Tarefas e exercícios:
1. Responda às perguntas a seguir com base no texto sobre o filme e seu protagonista Lou.
(a) Segundo o texto, por que Lou explora impiedosamente?
(b) Com as ações de quem o diretor compara as ações do protagonista?
(c) O que o diretor acredita que Lou estaria fazendo se fosse encontrado 10 anos depois?
2. Dê continuidade ao texto sobre o filme e seu protagonista Lou, começando logo após a última frase apresentada.

Texto fornecido:
• • • • •

Lou explora impiedosamente porque também foi explorado e, quando tentam virar o jogo contra ele… Bem, ele se tornou um especialista em sacanagem. Ele sabe como este jogo funciona. E não perdoa traições. O poder muitas vezes faz isto.
Filme não fala apenas da mídia
Lou é um homem frio abastecendo uma mídia fria e, admitamos, uma sociedade humana que ainda tem muito para evoluir também. De acordo com as palavras do diretor, acerca da natureza moral do protagonista, “suas ações não são menos graves do que quando um CEO cancela o seguro desemprego de seus funcionários ou demite milhares de trabalhadores para ganhar em lucros que logo serão revertidos em caprichos”. Nenhuma responsabilidade, assim como Lou não tem. E continua: “Vivemos em um mundo brutal, onde o que conta é o que nós ganhamos, e Lou enxerga isso”. E, por fim, completa: “Acredito que se fôssemos encontrá-lo 10 anos depois, estaria dirigindo um grande canal de televisão”. E sendo aplaudido.

• • • • •

Dados fornecidos:
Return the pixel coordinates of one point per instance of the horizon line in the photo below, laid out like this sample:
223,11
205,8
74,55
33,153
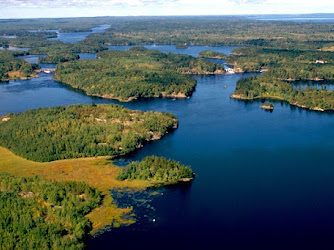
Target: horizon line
220,15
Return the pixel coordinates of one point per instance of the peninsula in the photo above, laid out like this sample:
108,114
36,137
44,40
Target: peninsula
134,74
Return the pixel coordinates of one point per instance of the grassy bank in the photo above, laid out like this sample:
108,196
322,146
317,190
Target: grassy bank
97,172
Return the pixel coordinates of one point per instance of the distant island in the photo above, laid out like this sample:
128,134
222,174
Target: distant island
157,169
12,68
137,73
64,203
49,134
212,54
267,105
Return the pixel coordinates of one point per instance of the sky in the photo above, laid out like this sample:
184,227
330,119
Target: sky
81,8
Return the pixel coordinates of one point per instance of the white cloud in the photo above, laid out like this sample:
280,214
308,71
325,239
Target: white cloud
65,8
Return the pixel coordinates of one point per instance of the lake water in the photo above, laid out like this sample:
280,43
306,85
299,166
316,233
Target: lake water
263,180
300,18
79,36
328,85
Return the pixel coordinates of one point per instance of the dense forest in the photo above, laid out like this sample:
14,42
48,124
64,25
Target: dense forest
12,67
49,134
284,67
137,73
267,86
253,59
212,54
36,213
156,169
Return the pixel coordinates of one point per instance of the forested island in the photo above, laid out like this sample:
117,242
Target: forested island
49,134
137,73
57,210
212,54
156,169
12,67
283,68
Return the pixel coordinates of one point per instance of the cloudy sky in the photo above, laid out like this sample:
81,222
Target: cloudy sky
74,8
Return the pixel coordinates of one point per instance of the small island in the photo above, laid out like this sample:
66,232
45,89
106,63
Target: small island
134,74
12,67
212,54
157,169
267,106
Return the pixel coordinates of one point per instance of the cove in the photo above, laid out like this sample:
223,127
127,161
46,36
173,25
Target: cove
263,180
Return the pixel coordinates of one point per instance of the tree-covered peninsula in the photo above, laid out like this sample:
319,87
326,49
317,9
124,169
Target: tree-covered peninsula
156,169
49,134
12,67
283,68
212,54
137,73
37,213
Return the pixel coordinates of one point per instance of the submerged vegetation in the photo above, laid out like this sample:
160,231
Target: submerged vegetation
37,213
156,169
49,134
137,73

• • • • •

Respostas por tarefa:
1.
(a) Porque ele também foi explorado.
(b) Com as de um CEO que cancela o seguro desemprego de seus funcionários ou demite milhares de trabalhadores para ganhar em lucros.
(c) Estaria dirigindo um grande canal de televisão.

2.
Este, muitas vezes, é o modelo de sucesso. Quem não será o abutre, senão um sistema exageradamente comprometido com lucros máximos e o sucesso sem limites, assim como Lou e Nina? Não é este justamente o problema ético? Não é sobre isto que o filme fala em tempos de Saturno em Sagitário, em que precisamos começar a sair dos interesses mesquinhos de poder e abuso financeiro (como uma expressão negativa de Escorpião, signo anterior), e buscar nos elevarmos (Sagitário) rumo a uma organização social (Capricórnio) melhor, mais justa? Menos cruel e indiferente?
No eixo de negatividade que compõe Gêmeos-Sagitário, Virgem seria, na casa quatro, a falta de alma e frieza, pois todas as baboseiras, bobagens e sentimentalismos estão sendo vendidas na casa dez em Peixes. Quantos vilões que você conhece que não têm uma aparência sentimental? Presenteiam de um lado, enquanto abusam (Peixes negativo) severamente de outro? O que é a corrupção em grande escala senão um grande abuso social?
De toda forma, mesmo que de maneira muito lenta, a fria sociedade humana vem evoluindo, pois há até pouco tempo atrás era totalmente admissível explorar cruelmente seu semelhante, e vendê-lo como se fosse um bem. Era o tempo da escravidão. Hoje, milhões de pessoas ainda vivem vidas indignas. A humanização é um processo lento.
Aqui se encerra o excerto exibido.